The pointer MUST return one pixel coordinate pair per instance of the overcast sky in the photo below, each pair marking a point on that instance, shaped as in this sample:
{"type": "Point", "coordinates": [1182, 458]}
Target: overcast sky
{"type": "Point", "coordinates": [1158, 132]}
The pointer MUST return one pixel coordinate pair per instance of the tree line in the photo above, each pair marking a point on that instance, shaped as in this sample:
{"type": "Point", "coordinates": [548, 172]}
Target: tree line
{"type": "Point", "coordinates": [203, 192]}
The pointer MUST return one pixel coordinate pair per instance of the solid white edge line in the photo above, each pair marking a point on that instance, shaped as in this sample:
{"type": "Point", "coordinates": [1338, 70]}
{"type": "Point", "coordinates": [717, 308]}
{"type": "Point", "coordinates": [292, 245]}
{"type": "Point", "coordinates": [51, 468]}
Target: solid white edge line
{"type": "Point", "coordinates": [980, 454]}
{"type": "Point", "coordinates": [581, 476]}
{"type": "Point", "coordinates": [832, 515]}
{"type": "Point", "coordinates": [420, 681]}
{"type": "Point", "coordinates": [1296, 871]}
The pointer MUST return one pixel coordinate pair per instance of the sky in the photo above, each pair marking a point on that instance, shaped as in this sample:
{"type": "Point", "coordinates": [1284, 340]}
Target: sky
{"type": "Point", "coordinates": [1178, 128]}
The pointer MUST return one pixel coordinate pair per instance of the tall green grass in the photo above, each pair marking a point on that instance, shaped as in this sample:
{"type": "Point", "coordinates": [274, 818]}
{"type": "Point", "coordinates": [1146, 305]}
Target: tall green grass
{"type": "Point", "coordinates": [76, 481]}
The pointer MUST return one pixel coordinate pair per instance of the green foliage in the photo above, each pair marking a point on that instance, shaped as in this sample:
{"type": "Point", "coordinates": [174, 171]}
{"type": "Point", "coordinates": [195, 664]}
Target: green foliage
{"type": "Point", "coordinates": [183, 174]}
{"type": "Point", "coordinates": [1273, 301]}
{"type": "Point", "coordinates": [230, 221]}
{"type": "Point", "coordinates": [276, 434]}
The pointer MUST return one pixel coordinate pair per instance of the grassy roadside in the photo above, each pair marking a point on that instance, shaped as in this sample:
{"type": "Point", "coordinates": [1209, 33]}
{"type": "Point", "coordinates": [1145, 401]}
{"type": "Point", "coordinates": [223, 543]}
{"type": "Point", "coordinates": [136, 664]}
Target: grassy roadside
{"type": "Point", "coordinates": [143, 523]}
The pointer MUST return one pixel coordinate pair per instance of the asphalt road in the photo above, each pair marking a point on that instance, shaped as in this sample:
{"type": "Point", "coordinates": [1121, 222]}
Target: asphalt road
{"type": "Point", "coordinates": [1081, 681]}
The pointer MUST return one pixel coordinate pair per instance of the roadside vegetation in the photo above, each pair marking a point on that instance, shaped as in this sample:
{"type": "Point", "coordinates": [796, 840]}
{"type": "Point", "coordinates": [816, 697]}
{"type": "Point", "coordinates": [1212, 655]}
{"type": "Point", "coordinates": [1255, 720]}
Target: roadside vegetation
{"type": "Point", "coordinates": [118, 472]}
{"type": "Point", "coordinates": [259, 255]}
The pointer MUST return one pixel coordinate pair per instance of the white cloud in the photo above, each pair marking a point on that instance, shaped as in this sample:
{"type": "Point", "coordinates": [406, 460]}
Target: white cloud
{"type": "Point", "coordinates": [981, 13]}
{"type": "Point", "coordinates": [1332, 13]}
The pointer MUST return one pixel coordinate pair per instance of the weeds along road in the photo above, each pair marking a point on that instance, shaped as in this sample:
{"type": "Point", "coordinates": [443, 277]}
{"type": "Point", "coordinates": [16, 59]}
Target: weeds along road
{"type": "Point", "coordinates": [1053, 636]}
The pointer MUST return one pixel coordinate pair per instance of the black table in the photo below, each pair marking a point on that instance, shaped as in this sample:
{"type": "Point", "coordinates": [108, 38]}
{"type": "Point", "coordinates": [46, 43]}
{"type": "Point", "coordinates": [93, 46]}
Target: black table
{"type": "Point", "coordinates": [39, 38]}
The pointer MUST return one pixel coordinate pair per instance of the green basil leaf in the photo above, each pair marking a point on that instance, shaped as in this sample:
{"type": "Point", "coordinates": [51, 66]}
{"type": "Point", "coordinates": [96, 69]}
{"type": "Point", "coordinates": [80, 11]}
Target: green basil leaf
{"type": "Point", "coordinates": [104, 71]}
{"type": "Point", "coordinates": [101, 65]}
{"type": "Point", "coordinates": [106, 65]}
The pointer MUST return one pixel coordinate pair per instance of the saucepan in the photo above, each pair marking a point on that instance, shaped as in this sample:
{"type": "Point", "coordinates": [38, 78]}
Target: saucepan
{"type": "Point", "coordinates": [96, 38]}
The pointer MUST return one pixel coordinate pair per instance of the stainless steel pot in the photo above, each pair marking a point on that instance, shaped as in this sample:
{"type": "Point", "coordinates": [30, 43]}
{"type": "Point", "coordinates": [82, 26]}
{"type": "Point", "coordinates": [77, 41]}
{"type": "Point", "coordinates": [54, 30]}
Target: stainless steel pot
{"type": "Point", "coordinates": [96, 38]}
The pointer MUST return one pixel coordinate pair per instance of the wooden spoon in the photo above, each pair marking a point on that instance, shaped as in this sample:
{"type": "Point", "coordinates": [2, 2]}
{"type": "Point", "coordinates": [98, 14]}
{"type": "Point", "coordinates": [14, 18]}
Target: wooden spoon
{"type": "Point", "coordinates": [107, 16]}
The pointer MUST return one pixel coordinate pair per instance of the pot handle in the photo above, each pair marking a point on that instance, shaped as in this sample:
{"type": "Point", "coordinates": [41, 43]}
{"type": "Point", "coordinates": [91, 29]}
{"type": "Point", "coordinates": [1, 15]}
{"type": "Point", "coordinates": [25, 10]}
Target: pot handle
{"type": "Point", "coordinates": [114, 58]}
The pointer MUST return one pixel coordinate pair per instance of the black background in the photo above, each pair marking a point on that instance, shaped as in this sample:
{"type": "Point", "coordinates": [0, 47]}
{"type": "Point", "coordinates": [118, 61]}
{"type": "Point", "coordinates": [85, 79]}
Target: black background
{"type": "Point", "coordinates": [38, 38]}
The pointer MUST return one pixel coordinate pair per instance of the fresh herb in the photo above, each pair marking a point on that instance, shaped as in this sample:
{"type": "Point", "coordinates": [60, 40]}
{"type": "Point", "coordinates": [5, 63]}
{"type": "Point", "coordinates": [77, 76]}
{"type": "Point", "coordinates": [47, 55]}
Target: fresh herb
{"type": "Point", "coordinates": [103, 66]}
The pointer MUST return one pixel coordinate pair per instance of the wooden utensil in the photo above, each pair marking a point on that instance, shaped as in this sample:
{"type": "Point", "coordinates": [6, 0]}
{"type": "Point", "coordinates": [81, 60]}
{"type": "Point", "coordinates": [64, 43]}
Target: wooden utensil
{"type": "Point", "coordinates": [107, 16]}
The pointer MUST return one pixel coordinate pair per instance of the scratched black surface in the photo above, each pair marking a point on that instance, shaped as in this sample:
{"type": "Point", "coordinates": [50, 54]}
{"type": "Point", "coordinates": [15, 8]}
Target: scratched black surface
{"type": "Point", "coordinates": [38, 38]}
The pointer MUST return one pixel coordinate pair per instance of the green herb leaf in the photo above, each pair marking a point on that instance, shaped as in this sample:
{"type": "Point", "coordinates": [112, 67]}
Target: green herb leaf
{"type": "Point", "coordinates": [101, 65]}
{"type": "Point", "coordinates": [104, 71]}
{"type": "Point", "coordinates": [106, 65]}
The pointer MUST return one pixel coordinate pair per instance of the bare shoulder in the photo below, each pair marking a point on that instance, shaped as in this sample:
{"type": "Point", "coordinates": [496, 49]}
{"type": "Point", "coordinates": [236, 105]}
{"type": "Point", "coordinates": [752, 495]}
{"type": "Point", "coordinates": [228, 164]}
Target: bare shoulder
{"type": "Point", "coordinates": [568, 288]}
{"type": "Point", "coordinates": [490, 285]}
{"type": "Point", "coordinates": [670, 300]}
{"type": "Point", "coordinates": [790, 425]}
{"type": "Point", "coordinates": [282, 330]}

──────────────────────────────

Exercise details
Return exactly the lines of the data, and only those, from the line with "of the bare" through the last line, inclusive.

The answer
The pointer MUST return one pixel coordinate pair per instance of the bare shoulder in the photo below, each pair marking a point on that instance, shaped as in this sample:
{"type": "Point", "coordinates": [496, 49]}
{"type": "Point", "coordinates": [236, 105]}
{"type": "Point", "coordinates": [752, 495]}
{"type": "Point", "coordinates": [228, 164]}
Target: bare shoulder
{"type": "Point", "coordinates": [568, 288]}
{"type": "Point", "coordinates": [490, 285]}
{"type": "Point", "coordinates": [670, 300]}
{"type": "Point", "coordinates": [790, 425]}
{"type": "Point", "coordinates": [282, 330]}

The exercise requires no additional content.